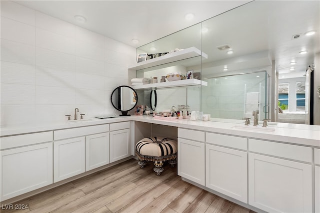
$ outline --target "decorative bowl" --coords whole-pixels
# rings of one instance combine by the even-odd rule
[[[174,75],[166,75],[166,79],[169,81],[174,81],[181,80],[182,77],[182,75],[180,75],[178,74]]]

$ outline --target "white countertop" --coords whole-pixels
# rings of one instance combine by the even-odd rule
[[[82,121],[62,121],[50,124],[29,124],[28,126],[1,127],[1,137],[32,132],[44,132],[62,129],[84,127],[128,121],[135,121],[198,130],[228,134],[252,138],[298,144],[320,147],[320,126],[270,123],[262,128],[246,126],[244,121],[228,120],[218,121],[192,121],[180,119],[174,121],[158,120],[152,116],[130,116],[100,119],[92,118]],[[223,122],[224,121],[224,122]]]

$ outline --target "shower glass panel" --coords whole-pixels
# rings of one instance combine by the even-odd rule
[[[252,118],[259,110],[259,120],[268,117],[268,80],[266,71],[208,78],[202,87],[202,111],[211,118],[242,119]]]

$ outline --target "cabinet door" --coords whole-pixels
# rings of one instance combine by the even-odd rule
[[[249,204],[268,212],[312,211],[312,166],[249,153]]]
[[[206,186],[247,203],[246,152],[206,145]]]
[[[54,141],[54,183],[85,172],[84,142],[84,137]]]
[[[204,186],[204,143],[178,138],[178,175]]]
[[[314,166],[314,212],[320,213],[320,166]]]
[[[110,163],[109,133],[86,137],[86,171]]]
[[[52,183],[52,142],[0,153],[1,201]]]
[[[130,129],[110,132],[110,163],[130,156]]]

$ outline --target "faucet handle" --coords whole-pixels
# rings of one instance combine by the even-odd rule
[[[81,120],[81,119],[84,119],[84,118],[82,117],[82,115],[86,115],[86,114],[80,114],[80,120]]]
[[[266,124],[266,122],[267,121],[270,121],[270,119],[264,119],[263,120],[264,121],[264,123],[262,125],[262,127],[266,127],[266,126],[268,126],[267,124]]]
[[[246,120],[244,121],[244,125],[246,126],[248,126],[248,124],[250,124],[250,118],[244,118],[242,120]]]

● ● ● ● ● ● ●

[Stated task] Find every line in the records that contains the string "target", treating uppercase and lowercase as different, and copy each of those lines.

[Response]
$ outline --target "decorative bowl" --coords whole-pixels
$ outline --target "white countertop" --coords whole-pixels
$ outline --target "shower glass panel" --coords whole-pixels
$ outline --target "cabinet door" --coords whole-pixels
$ outline --target "faucet handle" --coords whole-pixels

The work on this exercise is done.